Text extract:
━━━━

I have a structure $\mathscr A$ with domain of discourse the set of even natural numbers N and a language of two predicate symbols r, s which are interpreted in the following way: $$ <a,b,c> \in r^{\mathscr A} \iff a + b + 2 = c \\ <a,b,c> \in s^{\mathscr A} \iff ab=c $$
I have to define the singleton sets {0}, {2}, {4}, {6} and {$n \in N$: n is an even number which is not divided by 4 }
My solution is the following:
$$ \phi_0(x) \equiv \forall y \ s(x,y,x) \\ \phi_2(x) \equiv \exists y(\phi_0(y) \land r(y,y,x)) \\ \phi_4(x) \equiv \exists y \exists z(\phi_0(y)\land \phi_2(z) \land r(y,z,x)) \\ \phi_6(x) \equiv \exists y(\phi_2(y) \land r(y,y,x)) \\ \phi_{\sigma} \equiv \exists y(\phi_4(y) \land \neg \exists z \ s(z,x,y)) $$
Is that a proper solution? Should there be anything else added?

━━━━

Excerpted data:
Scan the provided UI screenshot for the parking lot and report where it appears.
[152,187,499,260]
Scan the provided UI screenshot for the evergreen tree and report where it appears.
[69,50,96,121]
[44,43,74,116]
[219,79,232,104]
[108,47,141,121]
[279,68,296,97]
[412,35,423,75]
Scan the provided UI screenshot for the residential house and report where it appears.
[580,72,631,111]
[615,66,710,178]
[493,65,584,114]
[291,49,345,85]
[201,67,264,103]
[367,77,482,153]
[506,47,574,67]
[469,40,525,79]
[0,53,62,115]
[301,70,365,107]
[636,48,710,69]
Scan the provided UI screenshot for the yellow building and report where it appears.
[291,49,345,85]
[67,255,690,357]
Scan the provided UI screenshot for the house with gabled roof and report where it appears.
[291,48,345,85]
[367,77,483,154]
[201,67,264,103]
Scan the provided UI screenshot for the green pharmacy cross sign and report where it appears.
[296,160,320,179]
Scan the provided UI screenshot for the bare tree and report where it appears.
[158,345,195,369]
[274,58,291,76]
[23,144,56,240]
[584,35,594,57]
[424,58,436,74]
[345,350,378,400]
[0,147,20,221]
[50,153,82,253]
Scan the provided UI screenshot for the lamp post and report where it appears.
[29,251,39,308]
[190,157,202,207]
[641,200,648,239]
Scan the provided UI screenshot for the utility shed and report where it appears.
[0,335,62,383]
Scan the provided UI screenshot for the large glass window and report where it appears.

━━━━

What you should do: In the post on defining sets over the even natural numbers, explain in one to three sentences why the formula $\phi_6(x)$ picks out the number 6. The listing is separate material, unrelated to the post on defining sets in a structure over the even natural numbers.

Worked solution: $\phi_6(x)$ requires a y that satisfies $\phi_2$, so y is 2, and it requires $r(y,y,x)$, which holds exactly when y + y + 2 = x. With y = 2 this gives x = 2 + 2 + 2 = 6.